Brano di testo
§ §

Le regole della Chiesa dettano da tempo una sorta di galateo dell’intervento armato. Il quale, per
legittimarsi come ineluttabile, deve rispondere ad almeno tre aut aut. Legittima difesa,
proporzionalità della risposta, risparmio della popolazione civile.
Bush padre reagì all’invasione del Kuwait da parte di Saddam Hussein; Bush figlio predispone
l’attacco preventivo a Saddam. Wojtyla non benedisse George senior invocando allora un
supplemento di diplomazia internazionale; non approva George junior opponendosi oggi alla teoria
della guerra anticipata.
Che cosa si pretende, che la Chiesa del terzo millennio trovi forse nel Vangelo le pezze
giustificative per liberare con la forza Baghdad da Saddam? No, anche se Tommaso d’Aquino –
pilastro teologico del cristianesimo – considerava lecito il tirannicidio.
Lo ha ricordato, sorridendo, Jocquìn Navarro Valls, 66 anni, portavoce del papa, mercoledì scorso
durante una cena in una splendida dimora veneta del ‘600, villa Sandi di Mario Moretti Polegato,
l’industriale “mister Geox”. Navarro Valls è un molto distinto signore spagnolo di Cartagena, ma di
nonni catalani, che si é laureato medico psichiatra a Barcellona e che ha fatto il giornalista a Roma
prima di curare la comunicazione del papa. Lo fa oramai da 19 anni.
La sua testimonianza è realistica. La malattia ha tolto molte cose al papa, ma non la più preziosa: la
testa. Anzi, ogni “idea” della Chiesa è tuttora un’idea di Wojtyla, che detta priorità, linee, progetti,
diplomazia, missione e geo-politica della Santa Sede.In questo senso, l’apparenza fisica inganna.
Proprio alla luce dell’11 settembre patito dall’America e dall’Occidente, bisogna anche riconoscere
che durante la crisi del 1991 questo papa fu addirittura profetico. In innumerevoli occasioni il suo
chiodo fisso riguardava infatti l’Islam: Wojtyla temeva che la Guerra del Golfo venisse percepita
nel mondo islamico come una crociata cristiana contro i musulmani. Era questo il peggio di quel
conflitto, a suo dire.
Da allora fino alle Torri abbattute, da New York 2001 a Baghdad 2002, è storia di queste ore. Sulla
natura del regime di Saddam, il portavoce del papa ha sintetizzato senza perifrasi conviviali “Ha
usato il gas contro il suo popolo.” Come dire che altri commenti sarebbero superflui:” Non è
certamente tipo – ha poi aggiunto con una battuta rivolta al padrone di casa- da invitare a cena…”
Dalla visuale vaticana, il punto non è Saddam, ma lo strumento della guerra preventiva. E cioè la
rappresaglia che anticipa la minaccia.

§ §

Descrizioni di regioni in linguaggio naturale
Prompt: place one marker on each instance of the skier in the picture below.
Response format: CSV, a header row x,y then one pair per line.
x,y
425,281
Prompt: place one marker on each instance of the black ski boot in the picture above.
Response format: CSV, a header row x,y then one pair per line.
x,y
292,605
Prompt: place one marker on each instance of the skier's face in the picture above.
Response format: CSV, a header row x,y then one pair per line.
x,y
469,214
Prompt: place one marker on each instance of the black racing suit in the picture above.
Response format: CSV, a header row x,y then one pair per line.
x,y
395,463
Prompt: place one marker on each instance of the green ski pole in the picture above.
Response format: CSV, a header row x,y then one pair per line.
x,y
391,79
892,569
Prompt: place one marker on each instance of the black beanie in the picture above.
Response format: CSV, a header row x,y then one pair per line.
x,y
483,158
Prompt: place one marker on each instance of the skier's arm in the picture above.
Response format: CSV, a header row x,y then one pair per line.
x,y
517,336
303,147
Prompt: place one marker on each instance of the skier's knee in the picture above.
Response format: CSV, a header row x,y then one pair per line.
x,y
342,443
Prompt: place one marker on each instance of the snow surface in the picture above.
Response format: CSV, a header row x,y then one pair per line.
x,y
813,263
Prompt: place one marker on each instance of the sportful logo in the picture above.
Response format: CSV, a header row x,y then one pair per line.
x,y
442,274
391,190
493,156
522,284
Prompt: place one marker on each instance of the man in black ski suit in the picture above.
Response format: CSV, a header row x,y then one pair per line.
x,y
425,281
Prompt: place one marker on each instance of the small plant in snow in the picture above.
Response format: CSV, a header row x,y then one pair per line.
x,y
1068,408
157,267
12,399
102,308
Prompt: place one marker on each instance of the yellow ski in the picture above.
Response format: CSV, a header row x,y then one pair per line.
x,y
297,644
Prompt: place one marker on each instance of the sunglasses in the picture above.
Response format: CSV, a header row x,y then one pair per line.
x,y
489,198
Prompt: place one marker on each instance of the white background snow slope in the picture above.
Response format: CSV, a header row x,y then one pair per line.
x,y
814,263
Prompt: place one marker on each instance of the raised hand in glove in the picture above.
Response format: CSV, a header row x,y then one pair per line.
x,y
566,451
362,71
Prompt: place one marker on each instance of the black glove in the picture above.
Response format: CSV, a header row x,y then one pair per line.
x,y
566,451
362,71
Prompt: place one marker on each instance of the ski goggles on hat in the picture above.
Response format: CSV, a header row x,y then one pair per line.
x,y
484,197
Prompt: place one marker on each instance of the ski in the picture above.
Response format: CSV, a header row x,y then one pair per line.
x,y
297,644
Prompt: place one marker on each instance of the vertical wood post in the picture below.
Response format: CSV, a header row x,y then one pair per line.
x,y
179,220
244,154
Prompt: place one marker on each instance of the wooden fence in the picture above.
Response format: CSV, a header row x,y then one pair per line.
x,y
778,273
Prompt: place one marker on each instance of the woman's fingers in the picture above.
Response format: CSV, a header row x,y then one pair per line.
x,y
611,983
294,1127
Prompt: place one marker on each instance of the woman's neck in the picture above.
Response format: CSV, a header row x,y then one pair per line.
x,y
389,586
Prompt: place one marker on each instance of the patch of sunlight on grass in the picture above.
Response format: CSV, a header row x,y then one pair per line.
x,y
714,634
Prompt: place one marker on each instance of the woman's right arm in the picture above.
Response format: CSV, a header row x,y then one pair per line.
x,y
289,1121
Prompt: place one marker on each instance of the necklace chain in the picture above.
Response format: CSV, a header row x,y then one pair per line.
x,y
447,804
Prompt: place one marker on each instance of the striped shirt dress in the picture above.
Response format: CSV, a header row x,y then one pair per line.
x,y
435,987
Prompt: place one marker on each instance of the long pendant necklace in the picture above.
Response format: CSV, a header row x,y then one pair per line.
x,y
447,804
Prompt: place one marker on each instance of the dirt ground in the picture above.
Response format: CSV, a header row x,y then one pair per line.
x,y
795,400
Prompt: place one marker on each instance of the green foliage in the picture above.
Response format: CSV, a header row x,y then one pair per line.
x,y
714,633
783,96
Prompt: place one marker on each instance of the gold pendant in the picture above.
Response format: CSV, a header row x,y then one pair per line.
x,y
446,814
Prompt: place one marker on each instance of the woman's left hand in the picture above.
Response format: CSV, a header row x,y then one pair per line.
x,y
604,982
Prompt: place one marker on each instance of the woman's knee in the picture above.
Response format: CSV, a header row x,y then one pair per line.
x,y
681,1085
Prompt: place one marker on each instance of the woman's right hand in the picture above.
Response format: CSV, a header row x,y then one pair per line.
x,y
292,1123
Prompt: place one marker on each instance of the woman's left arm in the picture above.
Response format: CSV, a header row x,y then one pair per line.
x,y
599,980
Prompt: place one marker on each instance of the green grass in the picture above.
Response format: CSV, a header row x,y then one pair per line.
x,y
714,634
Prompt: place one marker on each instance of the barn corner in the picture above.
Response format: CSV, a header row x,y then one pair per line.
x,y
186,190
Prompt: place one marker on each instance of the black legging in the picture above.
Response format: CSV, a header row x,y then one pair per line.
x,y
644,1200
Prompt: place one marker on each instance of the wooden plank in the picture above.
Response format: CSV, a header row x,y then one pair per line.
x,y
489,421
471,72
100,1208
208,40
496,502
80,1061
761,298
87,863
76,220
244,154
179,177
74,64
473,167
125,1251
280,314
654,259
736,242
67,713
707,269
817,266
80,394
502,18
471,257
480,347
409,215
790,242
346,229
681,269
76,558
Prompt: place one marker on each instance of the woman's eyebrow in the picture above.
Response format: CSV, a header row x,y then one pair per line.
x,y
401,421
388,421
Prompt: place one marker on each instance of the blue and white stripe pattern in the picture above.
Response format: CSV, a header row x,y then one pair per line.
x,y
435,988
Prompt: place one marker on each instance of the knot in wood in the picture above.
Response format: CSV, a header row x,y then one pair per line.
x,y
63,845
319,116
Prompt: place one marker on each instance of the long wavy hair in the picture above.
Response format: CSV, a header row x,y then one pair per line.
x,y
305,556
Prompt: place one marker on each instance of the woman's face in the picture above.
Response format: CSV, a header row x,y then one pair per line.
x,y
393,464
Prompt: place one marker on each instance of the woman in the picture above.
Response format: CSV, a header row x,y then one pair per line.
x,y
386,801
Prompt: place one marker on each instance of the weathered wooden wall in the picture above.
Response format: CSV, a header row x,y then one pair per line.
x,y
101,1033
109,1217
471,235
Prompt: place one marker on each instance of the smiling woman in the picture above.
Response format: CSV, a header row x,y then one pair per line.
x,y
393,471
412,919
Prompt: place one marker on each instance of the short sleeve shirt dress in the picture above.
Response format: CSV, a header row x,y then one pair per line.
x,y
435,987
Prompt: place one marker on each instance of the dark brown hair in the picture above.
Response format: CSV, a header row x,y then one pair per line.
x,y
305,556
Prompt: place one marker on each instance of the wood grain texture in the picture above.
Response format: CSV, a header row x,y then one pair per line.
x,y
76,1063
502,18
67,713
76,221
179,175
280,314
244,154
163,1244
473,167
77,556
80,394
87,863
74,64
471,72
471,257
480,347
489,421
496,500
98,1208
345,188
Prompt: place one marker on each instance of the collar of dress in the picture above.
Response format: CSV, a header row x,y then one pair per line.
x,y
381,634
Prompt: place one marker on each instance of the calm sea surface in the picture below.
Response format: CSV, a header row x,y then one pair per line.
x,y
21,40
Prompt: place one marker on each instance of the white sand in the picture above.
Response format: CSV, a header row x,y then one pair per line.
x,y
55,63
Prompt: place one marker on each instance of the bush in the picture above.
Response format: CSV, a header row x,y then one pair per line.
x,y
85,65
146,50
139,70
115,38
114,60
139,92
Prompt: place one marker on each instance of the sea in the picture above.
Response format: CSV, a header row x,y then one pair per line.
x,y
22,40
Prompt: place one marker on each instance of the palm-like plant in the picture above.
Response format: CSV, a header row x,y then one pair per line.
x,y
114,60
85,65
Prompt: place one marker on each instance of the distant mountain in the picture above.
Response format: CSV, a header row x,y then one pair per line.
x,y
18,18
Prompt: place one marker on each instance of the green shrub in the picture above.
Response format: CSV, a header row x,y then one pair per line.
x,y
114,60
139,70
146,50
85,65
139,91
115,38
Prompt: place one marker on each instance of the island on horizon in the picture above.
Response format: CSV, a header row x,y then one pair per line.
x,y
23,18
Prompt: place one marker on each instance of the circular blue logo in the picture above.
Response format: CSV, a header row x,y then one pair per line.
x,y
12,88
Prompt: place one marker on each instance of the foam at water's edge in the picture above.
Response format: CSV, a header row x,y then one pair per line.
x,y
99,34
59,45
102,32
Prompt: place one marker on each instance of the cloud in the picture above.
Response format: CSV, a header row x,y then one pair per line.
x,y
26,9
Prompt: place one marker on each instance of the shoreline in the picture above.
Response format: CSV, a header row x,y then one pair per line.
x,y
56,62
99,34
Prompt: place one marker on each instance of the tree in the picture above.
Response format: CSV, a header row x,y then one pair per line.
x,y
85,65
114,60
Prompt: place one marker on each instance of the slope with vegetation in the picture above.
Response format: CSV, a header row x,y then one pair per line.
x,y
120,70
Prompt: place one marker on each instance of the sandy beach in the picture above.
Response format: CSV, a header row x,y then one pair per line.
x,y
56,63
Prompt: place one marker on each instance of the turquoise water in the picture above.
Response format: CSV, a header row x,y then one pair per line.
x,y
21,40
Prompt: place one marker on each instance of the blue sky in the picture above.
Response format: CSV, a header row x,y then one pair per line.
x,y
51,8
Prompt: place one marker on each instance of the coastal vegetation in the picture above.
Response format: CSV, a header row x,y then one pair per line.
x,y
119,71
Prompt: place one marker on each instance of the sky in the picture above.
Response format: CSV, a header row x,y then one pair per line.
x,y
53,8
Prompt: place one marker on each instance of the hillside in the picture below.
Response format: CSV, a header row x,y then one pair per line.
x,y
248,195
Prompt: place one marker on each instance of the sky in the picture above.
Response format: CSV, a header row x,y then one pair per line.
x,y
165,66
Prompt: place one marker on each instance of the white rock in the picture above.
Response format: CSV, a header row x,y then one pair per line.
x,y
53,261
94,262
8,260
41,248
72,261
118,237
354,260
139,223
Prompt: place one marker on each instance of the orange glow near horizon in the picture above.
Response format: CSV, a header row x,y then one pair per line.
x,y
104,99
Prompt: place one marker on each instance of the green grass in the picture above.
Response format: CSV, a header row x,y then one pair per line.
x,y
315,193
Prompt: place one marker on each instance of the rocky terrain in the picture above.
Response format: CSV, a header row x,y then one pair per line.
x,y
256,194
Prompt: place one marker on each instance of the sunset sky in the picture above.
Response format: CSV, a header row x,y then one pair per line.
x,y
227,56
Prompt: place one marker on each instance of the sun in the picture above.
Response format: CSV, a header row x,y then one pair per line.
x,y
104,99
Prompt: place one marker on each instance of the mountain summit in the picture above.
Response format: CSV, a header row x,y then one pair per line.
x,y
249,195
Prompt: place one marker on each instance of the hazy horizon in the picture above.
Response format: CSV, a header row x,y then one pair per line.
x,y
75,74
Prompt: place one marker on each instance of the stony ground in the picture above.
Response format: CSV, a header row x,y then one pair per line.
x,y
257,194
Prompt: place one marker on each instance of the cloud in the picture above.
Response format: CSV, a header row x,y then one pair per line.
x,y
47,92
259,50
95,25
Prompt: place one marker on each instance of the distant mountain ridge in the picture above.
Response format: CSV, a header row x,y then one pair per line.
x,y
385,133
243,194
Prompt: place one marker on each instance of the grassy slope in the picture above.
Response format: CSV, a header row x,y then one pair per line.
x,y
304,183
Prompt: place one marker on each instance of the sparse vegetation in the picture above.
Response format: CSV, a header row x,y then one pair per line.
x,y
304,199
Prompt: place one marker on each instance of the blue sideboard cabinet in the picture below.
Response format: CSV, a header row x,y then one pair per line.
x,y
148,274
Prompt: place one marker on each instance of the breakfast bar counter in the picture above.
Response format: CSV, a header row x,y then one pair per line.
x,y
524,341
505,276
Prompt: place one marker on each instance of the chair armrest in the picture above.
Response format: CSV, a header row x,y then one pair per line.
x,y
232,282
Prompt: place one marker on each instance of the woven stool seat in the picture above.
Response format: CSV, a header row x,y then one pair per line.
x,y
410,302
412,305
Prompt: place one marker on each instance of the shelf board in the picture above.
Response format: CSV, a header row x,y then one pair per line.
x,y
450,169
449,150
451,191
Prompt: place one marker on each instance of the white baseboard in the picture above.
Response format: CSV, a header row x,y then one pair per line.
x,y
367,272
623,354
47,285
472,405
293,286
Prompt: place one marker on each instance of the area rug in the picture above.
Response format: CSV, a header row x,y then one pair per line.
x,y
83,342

§ §

Istruzioni di lavoro
(a) Secondo il brano sulla Chiesa e la guerra preventiva, da quanti anni Navarro Valls cura la comunicazione del papa?
(b) Prosegua il brano sulla Chiesa e la guerra preventiva dal punto in cui si interrompe.

Soluzioni dell'esercizio
(a) Da 19 anni.

(b)
Bush invoca le risoluzioni dell’Onu contro l’Iraq, ma le risoluzioni non sono una cosa seria. “Dal
1948 ad esempio – ha osservato con tono notarile Navarro Valls – Israele non le ha mai rispettate.”
Insomma, a suo dire non può essere questo l’esclusivo criterio per decidere se una guerra sia in sé
giustificata o meno.
La stessa “minaccia”, atomica o batteriologica, sarebbe un parametro ancora vago in assenza di
prove certe. Persino l’orrenda contabilità delle vittime contrapposte potrebbe depistare: Wojtyla le
denuncia tutte, senza distinzione, da New York all’Afghanistan a Baghdad, 3000, 5000, 10000,
domani chissà.
Non può che essere questo il mestiere del papa, un papa che da polacco ha oltretutto una particolare
competenza riguardo alle sofferenze di massa. Nulla più della guerra nega ai suoi occhi di grande
comunicatore globale la fatica dell’ecumenismo: la guerra è l’ossessione del papa. Quasi il silenzio
di Dio.
Possono essere tanti i metri che misurano i rischi di una guerra. Nel 1991 i più grandi esperti della
finanza mondiale prevedevano nell’ordine il balzo del barile di petrolio da 20 a 100 dollari,

l’accaparramento dell’oro come bene rifugio, una grave recessione economica. Fortunatamente non
ne indovinarono una! Nessuna previsione si avverò e, di ritorno da Baghdad, la giornalista Lucia
Annunziata poteva dire al Tg3: ”L’Iraq è un paese distrutto.Distrutto da Saddam.”
La Chiesa ha la memoria lunga e il papa, pur piegato, ricorda tutto tutto per filo e per segno. Ma
delle guerre non si fida, nemmeno se contro un Saddam, nemmeno dopo l’infamia dell’11 settembre
e, tanto meno, se guerre preventive.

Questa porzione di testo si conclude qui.